# START OF TEXT EXTRACT

We now embark on phase 2. Here our task is to construct complex networks representing the deforming Hostun sample in state space, before examining these using appropriate network properties. As stated earlier, the method of network construction and the network properties depend crucially on the questions we are seeking to answer in this study. These questions are forged around patterns of interaction between constituent grains which manifest through the grain kinematics: i.e. collective motion of particle groups which are indicative of the evolution of instabilities and their spatial length scales. Our overall approach is depicted in figure 2. This approach is based on similar concepts adopted in studies of functional brain networks which are constructed from neuronal data obtained using magnetic resonance imaging [22]. The construction of a functional network from such data rests on a statistical analysis of the degree of similarity of pairs of time series.

In the case of Hostun sand and the baseline sample, the temporal (strain) evolution of the grain kinematics of each system is tracked throughout loading history. As previously discussed, the displacement and total rotation of individual constituent grains in Hostun sand are measured at a non-uniform sequence of 13 strain states (or twelve strain intervals). The number of sampled strain states is too few to form a long enough time series for reliable analysis; the same can be said of the baseline system, even though this has many more strain states than Hostun. Hence our strategy here is to construct a complex network at each strain interval, and then analyse not only the properties of each network but also their evolution throughout loading.

Over each strain interval, the position, displacement and rotation of each grain in the physical space are given by ID-track. With this information, analysis in phase 2 proceeds in three steps, as depicted in figure 2. First, we map the measured kinematical data for each grain to a state space: this is a four-(three-) dimensional space comprising scalar components of the displacement vector and one total rotation for the Hostun (baseline) system. Each point in the state space corresponds to a node in the network or a grain in the physical space. Second, we assign a link that connects two nodes in the network if the kinematics of the corresponding grains match each other: i.e. near-coincident points in the state space with respect to Euclidean distance. This second step is crucial, as the connections in the network determine the properties of the network. Here, we connect each node to its *k*-nearest neighbours in state space, following similar concepts proposed in time-series-based networks [26], where *k* cannot be arbitrary. The arbitrary selection of too low a *k*-value may result in a disconnected network with many components (subgraphs), thereby reducing the effectiveness of global scale network information extracted by examining the shortest path lengths. In this case, a pair of nodes from two distinct components cannot be connected through a finite number of links, i.e. the length of the path connecting these nodes is infinite. On the other hand, the arbitrary selection of too high a *k*-value may result in a very densely connected network in which every node is linked to almost all the other nodes in the network. In this case, results based on shortest path lengths are invariably rendered meaningless, and all other network measures are smeared to the extent that only outliers in the data are trivially detected. *Our choice of k is not arbitrary: we solve an optimization problem to find the minimum k value (or minimum number of links for each node) that is needed to form a single connected graph.* This method of selecting a suitable

*k*-value strikes a balance between the two extremes of low and high

*k*and ensures that a finite number of non-repeating links connects any two nodes in the network [27].

# END OF TEXT EXTRACT
# START OF GIVEN ENTRIES

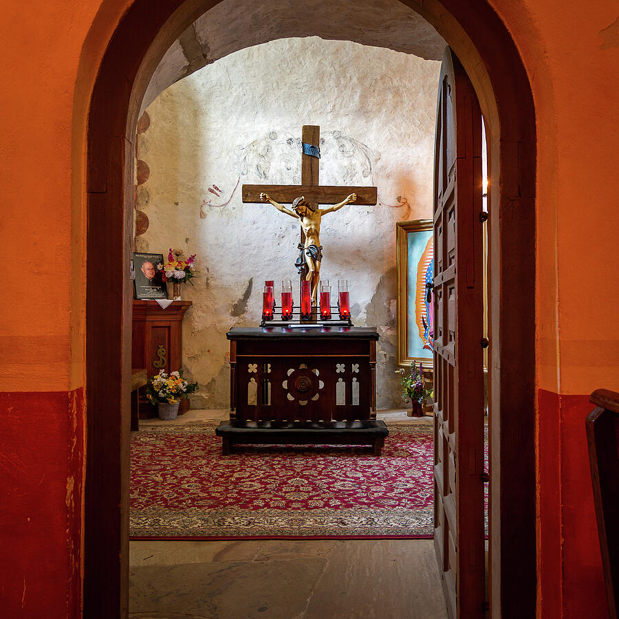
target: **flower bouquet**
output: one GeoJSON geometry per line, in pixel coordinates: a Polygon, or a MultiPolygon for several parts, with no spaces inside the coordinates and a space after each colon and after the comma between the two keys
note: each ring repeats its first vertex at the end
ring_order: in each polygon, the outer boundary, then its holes
{"type": "Polygon", "coordinates": [[[175,419],[178,404],[199,389],[197,382],[188,382],[183,378],[183,371],[171,372],[169,376],[163,370],[149,378],[146,397],[153,406],[158,406],[160,419],[175,419]]]}
{"type": "Polygon", "coordinates": [[[174,298],[180,298],[180,285],[188,281],[191,285],[191,278],[195,277],[198,272],[193,268],[193,262],[195,260],[195,254],[190,256],[186,260],[181,260],[183,252],[179,250],[173,250],[170,248],[168,252],[168,261],[165,264],[160,264],[158,268],[162,271],[162,279],[164,281],[171,282],[173,285],[174,298]]]}
{"type": "Polygon", "coordinates": [[[422,417],[422,406],[426,398],[432,395],[433,391],[426,389],[426,381],[424,378],[424,367],[420,362],[419,367],[413,361],[408,373],[403,367],[395,370],[396,374],[401,374],[400,384],[402,385],[404,401],[409,400],[413,404],[413,416],[422,417]]]}

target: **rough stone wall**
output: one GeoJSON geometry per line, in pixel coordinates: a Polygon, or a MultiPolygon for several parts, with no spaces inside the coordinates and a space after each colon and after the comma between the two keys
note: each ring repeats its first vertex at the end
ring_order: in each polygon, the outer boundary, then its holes
{"type": "MultiPolygon", "coordinates": [[[[298,225],[241,185],[299,184],[303,124],[321,126],[321,184],[376,185],[376,206],[323,220],[321,275],[347,279],[354,324],[378,327],[378,406],[402,404],[396,369],[395,224],[431,216],[440,63],[318,37],[274,41],[164,91],[138,133],[136,249],[197,254],[185,285],[184,367],[193,407],[228,401],[228,341],[257,325],[265,279],[292,279],[298,225]]],[[[345,197],[343,194],[342,198],[345,197]]],[[[298,303],[298,301],[296,301],[298,303]]]]}

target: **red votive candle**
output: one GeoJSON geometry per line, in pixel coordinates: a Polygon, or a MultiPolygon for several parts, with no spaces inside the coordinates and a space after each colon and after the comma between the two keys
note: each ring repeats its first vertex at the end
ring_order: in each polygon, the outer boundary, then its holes
{"type": "Polygon", "coordinates": [[[310,282],[304,279],[301,282],[301,316],[303,318],[312,316],[312,299],[310,292],[310,282]]]}
{"type": "MultiPolygon", "coordinates": [[[[268,282],[265,282],[266,284],[268,282]]],[[[273,320],[273,307],[274,303],[274,295],[273,286],[265,285],[264,292],[262,293],[262,318],[265,321],[273,320]]]]}
{"type": "Polygon", "coordinates": [[[340,279],[338,281],[338,305],[340,308],[340,318],[346,319],[350,317],[350,298],[348,295],[348,281],[340,279]]]}
{"type": "Polygon", "coordinates": [[[321,290],[321,317],[331,318],[331,286],[324,286],[321,290]]]}
{"type": "Polygon", "coordinates": [[[281,317],[290,318],[292,316],[292,291],[281,293],[281,317]]]}

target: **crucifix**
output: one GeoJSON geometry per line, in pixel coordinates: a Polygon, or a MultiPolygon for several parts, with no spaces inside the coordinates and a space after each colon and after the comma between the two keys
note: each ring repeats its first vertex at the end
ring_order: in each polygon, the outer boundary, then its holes
{"type": "Polygon", "coordinates": [[[243,185],[241,188],[243,202],[270,202],[278,210],[298,219],[301,242],[295,266],[301,279],[310,283],[314,305],[316,303],[323,260],[319,236],[323,215],[338,210],[351,202],[365,206],[376,204],[378,201],[376,187],[318,184],[320,138],[319,127],[303,125],[300,185],[243,185]],[[343,199],[347,194],[347,197],[343,199]],[[281,202],[292,204],[292,208],[287,208],[281,202]],[[321,208],[321,204],[333,206],[321,208]]]}

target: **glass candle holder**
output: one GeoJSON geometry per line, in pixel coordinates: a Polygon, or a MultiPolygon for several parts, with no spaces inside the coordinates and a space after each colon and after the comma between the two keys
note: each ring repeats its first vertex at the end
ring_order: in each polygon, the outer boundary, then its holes
{"type": "Polygon", "coordinates": [[[301,282],[301,317],[310,318],[312,316],[312,297],[310,296],[310,282],[303,280],[301,282]]]}
{"type": "Polygon", "coordinates": [[[292,317],[292,282],[290,279],[281,283],[281,317],[292,317]]]}
{"type": "Polygon", "coordinates": [[[272,285],[266,285],[265,282],[264,292],[262,293],[262,319],[273,320],[273,308],[275,307],[274,288],[272,285]]]}
{"type": "Polygon", "coordinates": [[[347,320],[350,318],[350,297],[348,294],[348,280],[338,281],[338,307],[340,318],[347,320]]]}
{"type": "Polygon", "coordinates": [[[331,286],[321,287],[321,318],[324,321],[331,318],[331,286]]]}

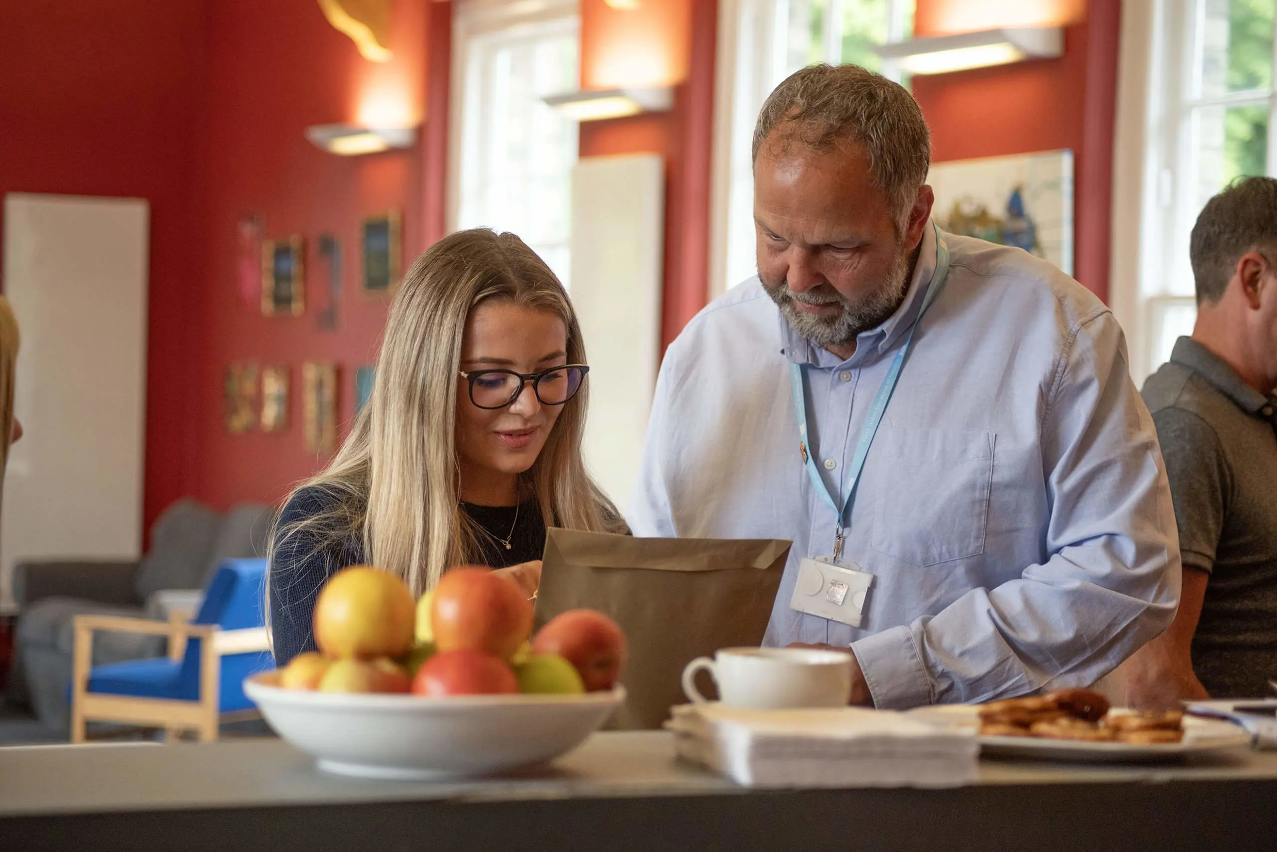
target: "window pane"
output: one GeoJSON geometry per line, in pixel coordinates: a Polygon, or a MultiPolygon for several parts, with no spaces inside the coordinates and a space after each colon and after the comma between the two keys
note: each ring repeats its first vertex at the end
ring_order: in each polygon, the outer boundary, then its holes
{"type": "Polygon", "coordinates": [[[1197,323],[1197,305],[1193,300],[1152,300],[1152,349],[1148,366],[1156,370],[1171,360],[1171,349],[1181,337],[1193,334],[1197,323]]]}
{"type": "Polygon", "coordinates": [[[825,61],[825,10],[829,0],[790,0],[789,71],[825,61]]]}
{"type": "Polygon", "coordinates": [[[843,0],[844,62],[882,70],[882,61],[873,52],[873,46],[888,42],[890,14],[890,0],[843,0]]]}
{"type": "Polygon", "coordinates": [[[1194,119],[1198,209],[1236,177],[1267,173],[1267,106],[1200,107],[1194,119]]]}
{"type": "Polygon", "coordinates": [[[1274,6],[1273,0],[1204,0],[1204,97],[1272,85],[1274,6]]]}
{"type": "Polygon", "coordinates": [[[577,125],[541,99],[577,80],[575,19],[474,37],[457,227],[517,233],[568,286],[577,125]]]}

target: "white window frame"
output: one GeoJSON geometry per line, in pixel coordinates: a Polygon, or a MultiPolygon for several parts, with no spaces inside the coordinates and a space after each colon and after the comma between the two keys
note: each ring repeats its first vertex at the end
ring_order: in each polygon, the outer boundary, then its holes
{"type": "Polygon", "coordinates": [[[1203,0],[1122,3],[1108,302],[1126,332],[1137,385],[1166,356],[1168,324],[1184,328],[1188,309],[1195,311],[1189,265],[1189,233],[1200,213],[1194,112],[1267,102],[1267,172],[1277,173],[1277,88],[1258,96],[1198,94],[1203,9],[1203,0]]]}
{"type": "MultiPolygon", "coordinates": [[[[843,20],[843,0],[825,0],[827,19],[843,20]]],[[[888,41],[900,41],[905,34],[907,15],[913,0],[889,0],[888,41]]],[[[746,149],[752,142],[753,121],[766,96],[784,79],[788,70],[789,0],[719,0],[718,46],[714,70],[714,151],[710,175],[710,259],[709,292],[714,300],[739,281],[728,281],[733,194],[743,191],[743,179],[734,176],[739,168],[738,145],[746,149]],[[741,60],[753,60],[742,68],[741,60]],[[741,77],[752,71],[748,83],[741,77]]],[[[842,32],[826,27],[822,61],[842,60],[842,32]]],[[[884,66],[888,77],[898,73],[884,66]]]]}
{"type": "MultiPolygon", "coordinates": [[[[547,28],[572,29],[577,34],[577,50],[580,51],[580,8],[577,0],[458,0],[455,4],[452,18],[452,69],[448,97],[448,176],[446,187],[446,224],[448,232],[458,227],[461,212],[461,187],[464,170],[467,163],[464,161],[464,152],[467,151],[465,122],[467,110],[483,110],[485,98],[481,93],[467,92],[467,82],[474,73],[476,56],[472,46],[485,36],[492,34],[518,34],[526,32],[529,36],[547,28]]],[[[577,62],[580,66],[580,62],[577,62]]],[[[577,69],[580,75],[580,68],[577,69]]],[[[575,83],[572,88],[576,88],[575,83]]],[[[573,130],[573,139],[578,139],[573,130]]],[[[573,165],[576,157],[573,156],[573,165]]],[[[571,170],[563,175],[564,191],[571,187],[571,170]]],[[[571,222],[571,216],[568,217],[571,222]]],[[[520,235],[524,236],[524,235],[520,235]]],[[[570,251],[571,232],[563,235],[562,245],[570,251]]],[[[568,283],[568,269],[571,258],[563,264],[563,269],[555,269],[568,283]]]]}

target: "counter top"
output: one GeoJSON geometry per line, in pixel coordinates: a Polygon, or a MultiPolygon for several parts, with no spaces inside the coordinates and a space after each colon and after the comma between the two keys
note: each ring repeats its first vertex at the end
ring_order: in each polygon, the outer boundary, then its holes
{"type": "Polygon", "coordinates": [[[0,848],[1255,848],[1274,797],[1277,753],[1249,751],[985,760],[955,790],[746,790],[676,760],[664,732],[465,782],[327,775],[275,738],[28,746],[0,749],[0,848]]]}

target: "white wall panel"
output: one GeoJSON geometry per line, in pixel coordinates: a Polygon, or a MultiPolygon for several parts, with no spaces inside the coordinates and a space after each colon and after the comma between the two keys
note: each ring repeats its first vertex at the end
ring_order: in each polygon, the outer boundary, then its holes
{"type": "Polygon", "coordinates": [[[4,601],[14,560],[140,552],[148,228],[140,199],[5,196],[26,434],[0,504],[4,601]]]}
{"type": "Polygon", "coordinates": [[[572,304],[590,358],[585,459],[622,511],[638,481],[660,365],[665,166],[581,159],[572,176],[572,304]]]}

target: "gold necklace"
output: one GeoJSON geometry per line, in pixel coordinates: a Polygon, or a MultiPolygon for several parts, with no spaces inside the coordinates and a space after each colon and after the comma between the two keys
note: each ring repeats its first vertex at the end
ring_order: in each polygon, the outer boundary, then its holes
{"type": "Polygon", "coordinates": [[[511,550],[511,542],[515,540],[515,529],[518,527],[518,504],[515,504],[515,523],[510,524],[510,534],[506,536],[504,538],[502,538],[497,533],[492,532],[490,529],[488,529],[483,524],[478,524],[478,525],[479,525],[479,529],[484,531],[484,533],[487,533],[488,536],[490,536],[493,541],[495,541],[495,542],[498,542],[501,545],[504,545],[506,550],[511,550]]]}

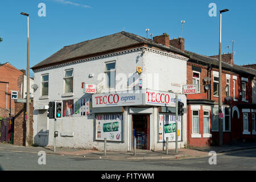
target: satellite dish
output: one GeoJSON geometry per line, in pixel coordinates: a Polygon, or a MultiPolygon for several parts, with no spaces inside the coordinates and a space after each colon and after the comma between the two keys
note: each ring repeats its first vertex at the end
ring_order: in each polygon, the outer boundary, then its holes
{"type": "Polygon", "coordinates": [[[206,77],[204,78],[204,81],[205,82],[208,82],[210,81],[210,78],[207,76],[206,77]]]}
{"type": "Polygon", "coordinates": [[[36,84],[33,84],[33,85],[31,85],[31,88],[33,89],[36,90],[38,89],[38,86],[36,84]]]}
{"type": "Polygon", "coordinates": [[[210,84],[206,84],[206,85],[204,86],[204,88],[205,88],[205,90],[210,90],[210,84]]]}

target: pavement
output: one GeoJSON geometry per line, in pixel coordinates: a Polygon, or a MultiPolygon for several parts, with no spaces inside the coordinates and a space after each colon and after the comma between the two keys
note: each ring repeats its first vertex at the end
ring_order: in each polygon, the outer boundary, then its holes
{"type": "Polygon", "coordinates": [[[144,150],[136,150],[136,155],[134,155],[133,151],[127,152],[106,151],[104,155],[104,151],[79,150],[76,148],[68,148],[56,147],[53,151],[52,147],[24,147],[15,146],[9,143],[0,143],[0,150],[13,151],[17,152],[26,152],[38,153],[44,151],[46,154],[59,155],[63,156],[77,156],[81,158],[105,159],[112,160],[154,160],[154,159],[175,159],[188,158],[197,158],[209,156],[209,152],[215,151],[217,154],[239,151],[247,149],[256,148],[256,142],[237,142],[223,146],[208,146],[205,147],[189,147],[179,148],[178,152],[175,150],[169,149],[168,154],[166,151],[150,151],[144,150]]]}

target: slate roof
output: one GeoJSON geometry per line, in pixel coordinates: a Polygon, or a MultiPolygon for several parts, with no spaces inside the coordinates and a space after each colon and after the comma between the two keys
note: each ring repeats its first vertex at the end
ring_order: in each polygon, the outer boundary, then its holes
{"type": "MultiPolygon", "coordinates": [[[[97,39],[88,40],[77,44],[65,46],[31,68],[34,69],[51,64],[61,64],[61,62],[70,59],[100,53],[104,51],[114,50],[122,47],[139,44],[140,43],[147,44],[180,54],[189,58],[189,61],[192,62],[205,65],[210,64],[213,67],[218,68],[218,60],[217,59],[209,57],[188,51],[183,52],[174,46],[170,46],[167,47],[156,43],[150,39],[146,39],[135,34],[122,31],[97,39]]],[[[224,69],[227,69],[237,73],[256,75],[256,70],[240,66],[235,64],[232,66],[222,61],[222,66],[224,69]]]]}
{"type": "Polygon", "coordinates": [[[143,43],[185,55],[184,52],[174,47],[170,46],[170,47],[168,47],[160,44],[155,43],[150,39],[147,39],[135,34],[122,31],[77,44],[65,46],[50,57],[34,65],[32,67],[32,69],[46,66],[48,64],[56,64],[57,63],[60,63],[61,61],[71,59],[143,43]]]}

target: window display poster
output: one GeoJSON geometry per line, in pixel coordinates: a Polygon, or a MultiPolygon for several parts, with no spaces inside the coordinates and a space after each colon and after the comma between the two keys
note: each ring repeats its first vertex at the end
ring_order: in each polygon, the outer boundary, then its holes
{"type": "Polygon", "coordinates": [[[70,117],[73,115],[74,110],[74,100],[63,101],[63,117],[70,117]]]}
{"type": "Polygon", "coordinates": [[[96,139],[122,141],[123,114],[96,115],[96,139]]]}
{"type": "MultiPolygon", "coordinates": [[[[177,123],[178,141],[181,140],[181,116],[179,115],[177,123]]],[[[168,137],[169,142],[176,140],[176,115],[174,114],[159,114],[159,142],[166,142],[168,137]]]]}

# END OF GIVEN ENTRIES

**GIVEN EXERCISE 1:** According to the excerpt on network construction for the Hostun sample, at how many strain states are the displacement and total rotation of the Hostun sand grains measured?
**GIVEN EXERCISE 2:** Quote the passage of the excerpt on network construction for the Hostun sample from "In the case" up to and including "evolution throughout loading.".

**TASK RESPONSE 1:** At 13 strain states (twelve strain intervals).

**TASK RESPONSE 2:**
In the case of Hostun sand and the baseline sample, the temporal (strain) evolution of the grain kinematics of each system is tracked throughout loading history. As previously discussed, the displacement and total rotation of individual constituent grains in Hostun sand are measured at a non-uniform sequence of 13 strain states (or twelve strain intervals). The number of sampled strain states is too few to form a long enough time series for reliable analysis; the same can be said of the baseline system, even though this has many more strain states than Hostun. Hence our strategy here is to construct a complex network at each strain interval, and then analyse not only the properties of each network but also their evolution throughout loading.